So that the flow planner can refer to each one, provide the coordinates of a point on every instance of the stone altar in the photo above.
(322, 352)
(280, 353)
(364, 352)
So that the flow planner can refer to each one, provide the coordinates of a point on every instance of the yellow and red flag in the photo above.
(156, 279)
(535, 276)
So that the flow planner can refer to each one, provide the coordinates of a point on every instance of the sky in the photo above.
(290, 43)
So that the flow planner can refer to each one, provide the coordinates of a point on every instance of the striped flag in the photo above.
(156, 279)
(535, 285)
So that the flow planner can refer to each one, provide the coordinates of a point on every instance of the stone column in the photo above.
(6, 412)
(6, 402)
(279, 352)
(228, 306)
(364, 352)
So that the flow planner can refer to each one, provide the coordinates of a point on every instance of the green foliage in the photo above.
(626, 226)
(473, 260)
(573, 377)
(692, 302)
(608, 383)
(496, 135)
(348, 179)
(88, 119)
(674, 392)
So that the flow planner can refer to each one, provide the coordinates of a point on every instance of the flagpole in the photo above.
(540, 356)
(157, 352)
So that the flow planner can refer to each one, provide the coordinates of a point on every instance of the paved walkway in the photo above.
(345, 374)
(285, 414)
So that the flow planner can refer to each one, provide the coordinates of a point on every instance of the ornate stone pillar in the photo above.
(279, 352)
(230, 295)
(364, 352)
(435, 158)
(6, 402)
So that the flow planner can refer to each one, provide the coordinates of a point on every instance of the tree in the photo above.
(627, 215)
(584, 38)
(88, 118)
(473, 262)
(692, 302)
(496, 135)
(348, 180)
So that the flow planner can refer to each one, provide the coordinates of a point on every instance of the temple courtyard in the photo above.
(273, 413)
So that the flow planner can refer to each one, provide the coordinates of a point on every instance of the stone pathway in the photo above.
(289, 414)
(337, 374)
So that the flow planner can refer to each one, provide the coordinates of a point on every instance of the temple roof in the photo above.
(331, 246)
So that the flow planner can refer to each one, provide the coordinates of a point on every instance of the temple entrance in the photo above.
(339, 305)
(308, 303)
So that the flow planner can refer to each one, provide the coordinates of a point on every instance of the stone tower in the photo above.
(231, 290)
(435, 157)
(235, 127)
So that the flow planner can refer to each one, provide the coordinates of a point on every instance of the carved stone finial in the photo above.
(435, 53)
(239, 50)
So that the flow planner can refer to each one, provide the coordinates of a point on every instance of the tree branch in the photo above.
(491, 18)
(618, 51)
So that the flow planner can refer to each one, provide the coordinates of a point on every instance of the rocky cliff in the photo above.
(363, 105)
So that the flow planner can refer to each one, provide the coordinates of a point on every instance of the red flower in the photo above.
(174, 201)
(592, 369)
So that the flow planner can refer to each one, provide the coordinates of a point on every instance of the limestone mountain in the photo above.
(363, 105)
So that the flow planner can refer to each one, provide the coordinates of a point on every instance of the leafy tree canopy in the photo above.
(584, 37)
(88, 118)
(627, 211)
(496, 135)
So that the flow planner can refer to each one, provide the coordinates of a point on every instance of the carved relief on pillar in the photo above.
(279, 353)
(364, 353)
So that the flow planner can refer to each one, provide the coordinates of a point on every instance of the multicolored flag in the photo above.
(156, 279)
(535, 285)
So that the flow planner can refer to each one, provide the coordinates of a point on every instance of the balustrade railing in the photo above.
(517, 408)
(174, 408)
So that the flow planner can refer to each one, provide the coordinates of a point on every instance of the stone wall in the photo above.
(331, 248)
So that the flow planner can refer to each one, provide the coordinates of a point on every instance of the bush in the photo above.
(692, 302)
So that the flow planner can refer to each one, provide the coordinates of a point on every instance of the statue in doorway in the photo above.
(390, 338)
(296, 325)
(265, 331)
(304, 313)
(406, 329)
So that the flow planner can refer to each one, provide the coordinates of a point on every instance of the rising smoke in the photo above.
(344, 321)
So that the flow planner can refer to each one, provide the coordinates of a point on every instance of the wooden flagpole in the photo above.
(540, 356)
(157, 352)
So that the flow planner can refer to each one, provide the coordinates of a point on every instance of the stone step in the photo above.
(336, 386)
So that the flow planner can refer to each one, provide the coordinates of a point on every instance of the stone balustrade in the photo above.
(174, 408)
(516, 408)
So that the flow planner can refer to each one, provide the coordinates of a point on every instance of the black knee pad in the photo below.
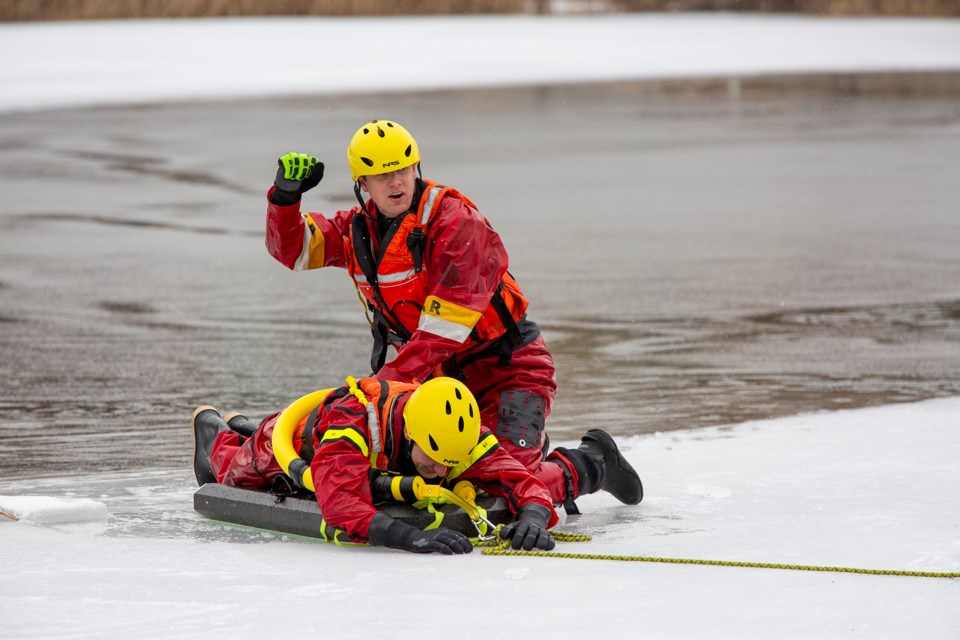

━━━━

Task objective → If a record contains a picture, leave the picture out; repeat the record itself exactly.

Written response →
So that the flow planner can refer to each one, provide the coordinates of a point on every instance of the stone altar in the photo above.
(322, 352)
(280, 353)
(364, 352)
So that the flow planner can refer to each one, provide the coordinates of a point on every instance of the yellow and red flag in the photo above.
(156, 279)
(535, 276)
So that the flow planner can refer to each one, provide the coordinates of a point on every instance of the sky in the photo above.
(290, 43)
So that the flow planner can refer to each one, provide the coordinates of a point on every instance of the striped flag in the photo above.
(156, 279)
(535, 285)
So that the flow planner can refer to each one, provide the coordinates of a point on every instance of the stone column in the photo above.
(6, 412)
(6, 402)
(279, 352)
(228, 306)
(364, 352)
So that the flow planner can refer to each one, provide the coordinates of a point on every instance of the green foliage in the photo above.
(626, 226)
(473, 260)
(573, 377)
(692, 302)
(608, 383)
(496, 135)
(348, 179)
(88, 119)
(674, 392)
So that the flow planner can refer to each one, provide the coordinates of a point on every instance of the flagpole in the photo above.
(540, 356)
(157, 352)
So that the flow planner can refer to each one, provide the coordinates of a point on every instance of the paved walkway in the photo above.
(345, 374)
(285, 414)
So that the flow planner can refer to each one, provide the coordinates of a point on every instance of the ornate stone pillar in the photo above.
(279, 352)
(230, 295)
(364, 352)
(435, 158)
(6, 402)
So that the flow planner can refer to each one, provide the coordinates of a point on every instance of the tree in the photo above.
(627, 215)
(584, 38)
(88, 118)
(473, 262)
(692, 302)
(496, 135)
(348, 180)
So that the flow planner can refer to each one, provide the coordinates of a point on every instance of the temple courtyard in the photo above.
(273, 413)
So that the flow planner can refer to each one, provide the coordinates of a point on every instance of the stone pathway in the photo above.
(289, 414)
(337, 374)
So that the flow planner can refer to each one, provide the coordinates of a point on every instance of the temple roof in the photo above.
(331, 246)
So that the flow planner can refer to each one, provide the coordinates of a point on every instance of the temple entrance in the photo above.
(339, 305)
(308, 303)
So that the flow planner can refer to each one, provide the coordinates of a point on every instance of the stone tower in the photo above.
(231, 290)
(435, 157)
(235, 127)
So that the flow planner can refer to each one, provide the coordinates of a point on every instance of the carved stone finial in the photo above.
(435, 53)
(239, 50)
So that the flow planner can refer to each one, provide the coordinates of a point on every instance of the tree branch in the photo above.
(491, 18)
(618, 51)
So that the flow planner can refer to each one, provide the coordinates of a point on every instance of the rocky cliff in the photo above.
(363, 105)
So that the flow planner can refer to each one, provide the coordinates of a point on every instance of the red flower in the photo above.
(174, 201)
(592, 369)
So that the flow planner can refer to each one, provide the coordinates of a point on every instance of the limestone mountain in the photo above.
(363, 105)
So that the flow planner can refer to each one, provide the coordinates of a point on every instance of the leafy tree canopy in the photo above.
(584, 37)
(88, 118)
(627, 211)
(496, 135)
So that the flow planner can refer to each one, provide the coordinates of a point on every instance of the carved relief on pillar in the photo above.
(279, 353)
(364, 353)
So that the flow planner can refer to each one, provide the coordinates of a point on every instance of the multicolored flag in the photo above.
(156, 279)
(535, 285)
So that the flow planner can refer to each one, provide the coordinates of a point on every instance of the balustrade railing in the photo above.
(517, 408)
(174, 408)
So that the flow planner can refer to each one, provide the coordinates of a point on every instance of the stone wall in the photo above.
(331, 248)
So that the flow planner can refer to each one, provide the coordinates of a point on every instance of the bush in the photo above.
(692, 302)
So that the flow planner can refer to each one, provide the coordinates of a point on every instance of the statue in doorway in the photo above.
(390, 338)
(296, 325)
(265, 331)
(304, 313)
(406, 329)
So that the flow planner can refer to each one, provide the coordinates of a point on every instance of the rising smoke in the photo above.
(344, 321)
So that the flow planner can refer to each one, provide the coordinates of a point on every instance of the wooden flagpole in the photo above.
(540, 356)
(157, 352)
So that the flow planner can refer to each one, provide the coordinates of a point on every instance of the stone step in the photo above.
(336, 386)
So that the flow planner can refer to each one, provide the coordinates of a point on every instance of the stone balustrade in the photo above.
(174, 408)
(516, 408)
So that the flow planner can refer to each one, provide the coordinates of a point on every instance of the black knee pad in the photo below.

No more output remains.